Task instructions :: Please resume the worked solution below on the confidence interval for Illinois high school hourly wages, picking up right after its last line, "b)".

:: Text extract ::

Question

The average hourly wage for a high school student in Illinois is $8.25 per hour with a standard deviation of $.25. Assume hourly wages vary normally.
A) Determine the margin of error for this scenario.
B) For the previous question you just answered, construct a 95% confidence interval for the hourly wage for a high school student.
C) For the 95% confidence interval you just constructed, does an hourly wage of $9.15 fall within that acceptable range?

Answer 1

Answer:

Step-by-step explanation:

Hello!

The variable of interest is

X: hourly wage of a high school student

X~N(μ;σ²)

X[bar]= $8.25

σ= $0.25

For a 95% CI for the average hourly wage for 1 high school student:

For this exercise you have to consider the sample size n=1

a) The margin of error of the CI is calculated as:

d= $Z_{1-\alpha /2}$ * σ

1-α: 0.95 ⇒ α:0.05

1-α/2:0.975

$Z_{1-\alpha /2}= Z_{0.975}= 1.96$

d= 1.96 * 0.25= 0.49

b)

:::
:: Material supplied ::

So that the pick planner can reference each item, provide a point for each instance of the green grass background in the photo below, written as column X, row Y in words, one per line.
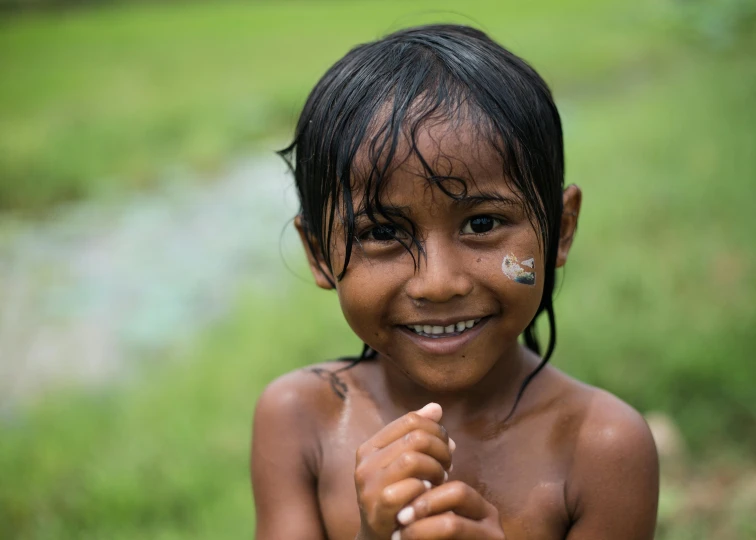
column 657, row 303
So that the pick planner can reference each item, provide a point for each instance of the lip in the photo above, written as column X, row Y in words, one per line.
column 445, row 345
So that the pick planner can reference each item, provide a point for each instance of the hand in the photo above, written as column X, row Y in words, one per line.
column 452, row 510
column 403, row 460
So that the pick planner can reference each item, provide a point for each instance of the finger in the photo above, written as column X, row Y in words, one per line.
column 414, row 465
column 397, row 429
column 444, row 526
column 418, row 441
column 397, row 496
column 431, row 411
column 456, row 497
column 434, row 412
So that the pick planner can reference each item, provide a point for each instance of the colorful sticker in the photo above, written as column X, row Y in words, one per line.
column 512, row 269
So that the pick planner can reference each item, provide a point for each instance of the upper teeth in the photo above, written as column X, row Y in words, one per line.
column 437, row 330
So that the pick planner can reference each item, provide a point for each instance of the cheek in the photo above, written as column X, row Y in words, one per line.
column 365, row 295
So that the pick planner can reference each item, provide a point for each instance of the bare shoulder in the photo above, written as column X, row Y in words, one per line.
column 612, row 487
column 605, row 422
column 306, row 398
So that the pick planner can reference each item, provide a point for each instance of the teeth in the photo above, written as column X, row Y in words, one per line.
column 459, row 327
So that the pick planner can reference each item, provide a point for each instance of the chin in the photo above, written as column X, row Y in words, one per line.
column 442, row 377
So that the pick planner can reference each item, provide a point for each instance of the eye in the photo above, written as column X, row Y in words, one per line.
column 381, row 233
column 480, row 225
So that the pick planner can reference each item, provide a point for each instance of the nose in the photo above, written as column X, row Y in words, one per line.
column 441, row 274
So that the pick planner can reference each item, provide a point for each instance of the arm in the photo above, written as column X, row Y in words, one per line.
column 284, row 445
column 613, row 491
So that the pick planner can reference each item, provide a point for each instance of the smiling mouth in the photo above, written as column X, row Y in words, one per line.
column 436, row 331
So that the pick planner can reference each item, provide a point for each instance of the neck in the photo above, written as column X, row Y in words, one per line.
column 491, row 398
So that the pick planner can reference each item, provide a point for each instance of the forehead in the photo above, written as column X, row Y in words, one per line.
column 445, row 150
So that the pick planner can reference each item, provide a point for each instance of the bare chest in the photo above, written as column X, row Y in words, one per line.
column 523, row 479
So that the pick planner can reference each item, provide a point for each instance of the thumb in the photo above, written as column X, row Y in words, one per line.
column 431, row 411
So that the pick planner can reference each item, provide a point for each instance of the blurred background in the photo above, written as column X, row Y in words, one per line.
column 150, row 284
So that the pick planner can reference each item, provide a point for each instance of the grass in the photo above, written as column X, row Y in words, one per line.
column 94, row 102
column 657, row 303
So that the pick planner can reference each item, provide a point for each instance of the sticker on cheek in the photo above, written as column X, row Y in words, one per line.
column 514, row 270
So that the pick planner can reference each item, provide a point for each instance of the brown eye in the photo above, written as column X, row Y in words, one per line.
column 480, row 225
column 380, row 233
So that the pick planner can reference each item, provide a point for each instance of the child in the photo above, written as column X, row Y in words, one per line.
column 429, row 166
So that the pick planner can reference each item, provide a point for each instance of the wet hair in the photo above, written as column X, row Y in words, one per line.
column 381, row 94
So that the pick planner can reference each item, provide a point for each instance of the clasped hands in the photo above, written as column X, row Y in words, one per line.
column 403, row 490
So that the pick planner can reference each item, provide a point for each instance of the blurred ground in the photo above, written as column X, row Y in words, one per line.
column 102, row 105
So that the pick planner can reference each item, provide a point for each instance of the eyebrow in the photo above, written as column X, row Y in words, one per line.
column 480, row 198
column 468, row 202
column 398, row 211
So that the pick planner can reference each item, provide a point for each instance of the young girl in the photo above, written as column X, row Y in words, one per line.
column 429, row 166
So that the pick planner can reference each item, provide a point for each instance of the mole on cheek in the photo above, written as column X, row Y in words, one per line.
column 514, row 270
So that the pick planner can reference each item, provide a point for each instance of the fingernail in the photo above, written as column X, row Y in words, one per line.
column 432, row 411
column 406, row 515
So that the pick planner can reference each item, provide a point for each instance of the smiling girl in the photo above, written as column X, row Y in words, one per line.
column 430, row 171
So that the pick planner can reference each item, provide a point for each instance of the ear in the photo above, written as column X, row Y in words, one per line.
column 323, row 276
column 572, row 198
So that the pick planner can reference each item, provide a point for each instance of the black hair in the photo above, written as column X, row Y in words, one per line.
column 384, row 91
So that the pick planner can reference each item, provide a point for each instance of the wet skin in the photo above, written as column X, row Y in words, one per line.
column 337, row 454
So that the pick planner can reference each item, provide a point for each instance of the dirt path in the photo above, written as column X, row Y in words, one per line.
column 102, row 283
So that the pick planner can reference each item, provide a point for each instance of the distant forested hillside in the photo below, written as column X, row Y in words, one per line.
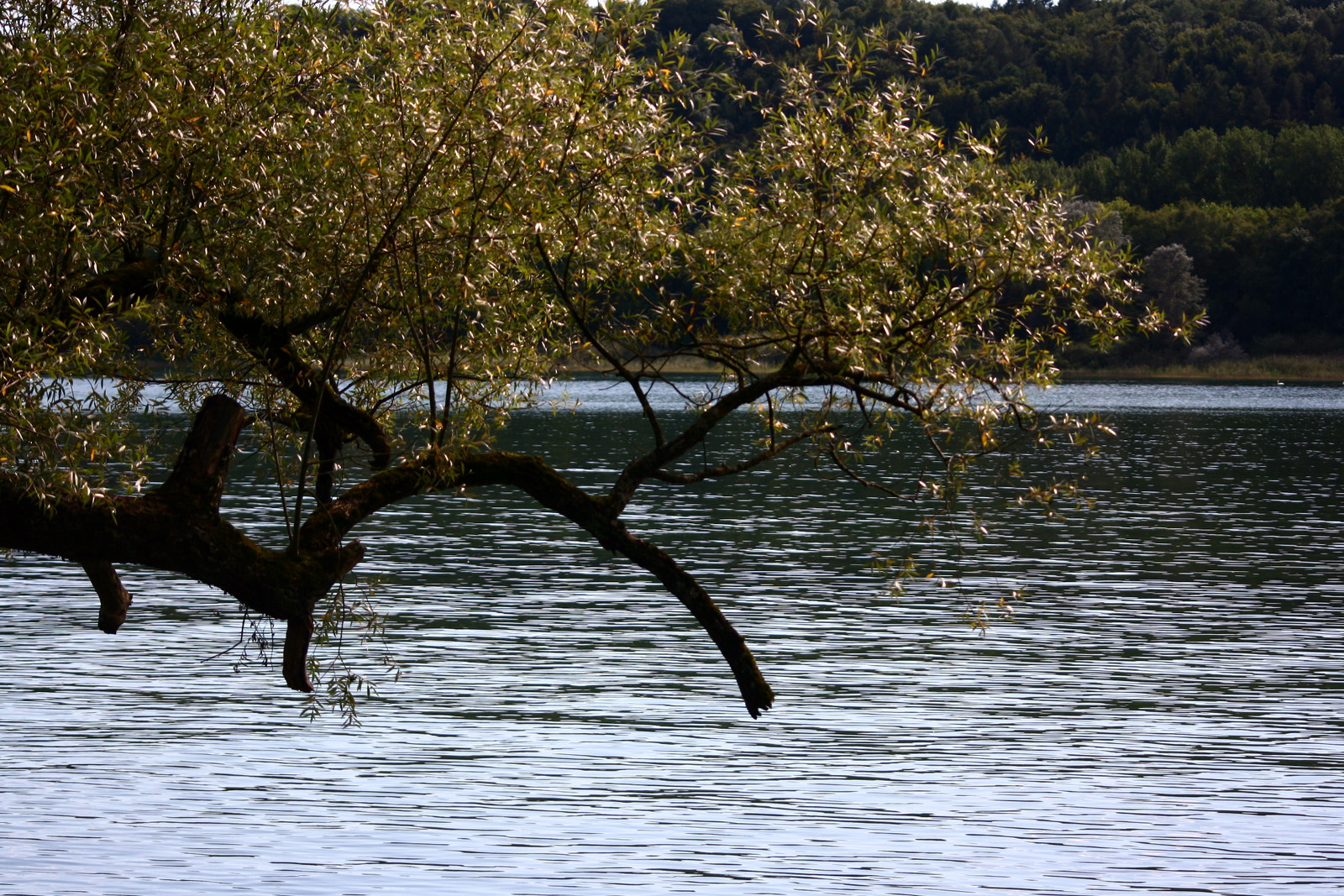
column 1211, row 123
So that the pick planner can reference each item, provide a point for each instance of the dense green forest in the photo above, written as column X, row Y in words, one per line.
column 1216, row 125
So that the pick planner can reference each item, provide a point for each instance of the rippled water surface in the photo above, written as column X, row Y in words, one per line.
column 1164, row 714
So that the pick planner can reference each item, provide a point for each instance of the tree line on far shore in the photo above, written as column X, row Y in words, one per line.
column 1214, row 125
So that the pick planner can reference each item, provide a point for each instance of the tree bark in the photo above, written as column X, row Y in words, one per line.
column 178, row 528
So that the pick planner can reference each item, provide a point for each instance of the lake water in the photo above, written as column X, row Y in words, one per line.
column 1164, row 714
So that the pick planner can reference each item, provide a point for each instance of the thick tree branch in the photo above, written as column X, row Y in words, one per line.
column 335, row 417
column 178, row 530
column 113, row 598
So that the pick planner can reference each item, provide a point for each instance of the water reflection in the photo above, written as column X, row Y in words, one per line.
column 1164, row 714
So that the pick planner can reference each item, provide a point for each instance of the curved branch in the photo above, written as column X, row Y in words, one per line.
column 273, row 347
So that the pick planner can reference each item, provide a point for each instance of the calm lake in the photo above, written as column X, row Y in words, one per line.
column 1163, row 714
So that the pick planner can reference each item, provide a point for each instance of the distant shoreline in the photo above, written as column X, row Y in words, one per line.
column 1297, row 369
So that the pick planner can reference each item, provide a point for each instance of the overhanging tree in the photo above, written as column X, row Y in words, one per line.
column 371, row 234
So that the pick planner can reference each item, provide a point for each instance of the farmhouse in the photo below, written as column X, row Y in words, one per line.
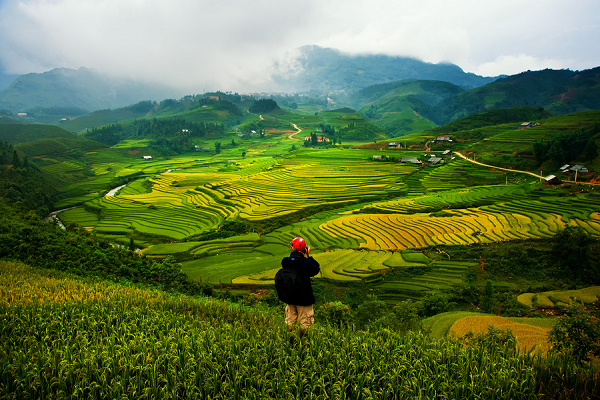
column 319, row 139
column 565, row 168
column 552, row 180
column 525, row 125
column 579, row 169
column 410, row 160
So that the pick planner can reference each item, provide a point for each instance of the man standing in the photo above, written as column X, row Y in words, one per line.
column 293, row 286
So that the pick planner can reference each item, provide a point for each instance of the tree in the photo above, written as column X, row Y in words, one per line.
column 16, row 162
column 571, row 249
column 577, row 332
column 489, row 299
column 591, row 149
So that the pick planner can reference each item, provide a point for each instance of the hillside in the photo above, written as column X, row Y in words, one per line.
column 325, row 69
column 403, row 107
column 36, row 140
column 83, row 88
column 558, row 91
column 148, row 343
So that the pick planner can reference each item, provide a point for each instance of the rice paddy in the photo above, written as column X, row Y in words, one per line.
column 361, row 217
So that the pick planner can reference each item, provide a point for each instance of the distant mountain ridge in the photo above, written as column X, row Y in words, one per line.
column 325, row 69
column 558, row 91
column 83, row 88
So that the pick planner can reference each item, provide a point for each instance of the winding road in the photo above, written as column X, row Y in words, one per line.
column 503, row 169
column 294, row 134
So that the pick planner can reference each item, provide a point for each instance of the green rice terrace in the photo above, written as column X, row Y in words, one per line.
column 229, row 217
column 439, row 279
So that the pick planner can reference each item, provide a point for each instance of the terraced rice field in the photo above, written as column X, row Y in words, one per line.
column 560, row 297
column 529, row 337
column 371, row 210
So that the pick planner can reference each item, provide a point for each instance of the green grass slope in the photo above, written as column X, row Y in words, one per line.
column 558, row 91
column 65, row 337
column 36, row 140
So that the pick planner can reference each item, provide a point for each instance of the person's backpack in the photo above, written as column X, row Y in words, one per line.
column 289, row 285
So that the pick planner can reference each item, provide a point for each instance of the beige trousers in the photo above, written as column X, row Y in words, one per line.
column 305, row 315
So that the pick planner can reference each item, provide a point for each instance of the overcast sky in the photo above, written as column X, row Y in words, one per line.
column 194, row 43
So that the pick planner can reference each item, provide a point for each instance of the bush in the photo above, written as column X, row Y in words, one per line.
column 577, row 333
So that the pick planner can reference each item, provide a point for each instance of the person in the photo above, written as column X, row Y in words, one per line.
column 293, row 286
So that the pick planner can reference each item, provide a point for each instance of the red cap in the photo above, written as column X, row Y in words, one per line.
column 298, row 244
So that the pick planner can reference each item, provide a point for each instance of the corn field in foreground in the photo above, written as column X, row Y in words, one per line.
column 61, row 337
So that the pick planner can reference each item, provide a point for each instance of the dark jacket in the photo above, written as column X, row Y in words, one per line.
column 292, row 281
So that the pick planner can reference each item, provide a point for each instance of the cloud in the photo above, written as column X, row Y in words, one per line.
column 514, row 64
column 200, row 44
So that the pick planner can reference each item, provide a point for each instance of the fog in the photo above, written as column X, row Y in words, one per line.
column 231, row 45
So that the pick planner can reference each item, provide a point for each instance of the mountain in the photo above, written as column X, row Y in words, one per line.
column 324, row 69
column 6, row 80
column 402, row 107
column 83, row 88
column 38, row 139
column 558, row 91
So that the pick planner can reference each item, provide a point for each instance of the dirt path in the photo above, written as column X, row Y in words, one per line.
column 294, row 134
column 519, row 171
column 500, row 168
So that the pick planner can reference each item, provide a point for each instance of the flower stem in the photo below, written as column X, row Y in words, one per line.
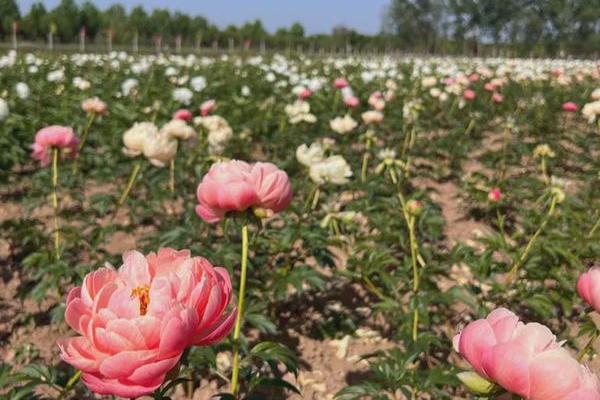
column 172, row 176
column 588, row 345
column 70, row 383
column 238, row 322
column 363, row 169
column 515, row 268
column 84, row 137
column 414, row 254
column 316, row 198
column 132, row 177
column 55, row 202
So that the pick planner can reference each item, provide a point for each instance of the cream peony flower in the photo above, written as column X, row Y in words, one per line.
column 178, row 129
column 307, row 156
column 298, row 112
column 135, row 138
column 372, row 117
column 343, row 125
column 160, row 149
column 333, row 169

:::

Exercise answer ::
The formula for the interval is

X[bar] ± $Z_{1-\alpha /2}$ * σ

[8.25 ± 0.49]

[7.76; 8.74]

With a 95% you'd expect the interval $[7.76; 8.74] to include the average hourly wage of one high school student in Illinois.

c)

Te calculated interval is $ [7.76; 8.74] the value $9.15 does nor fall within that acceptable range.

I hope this helps!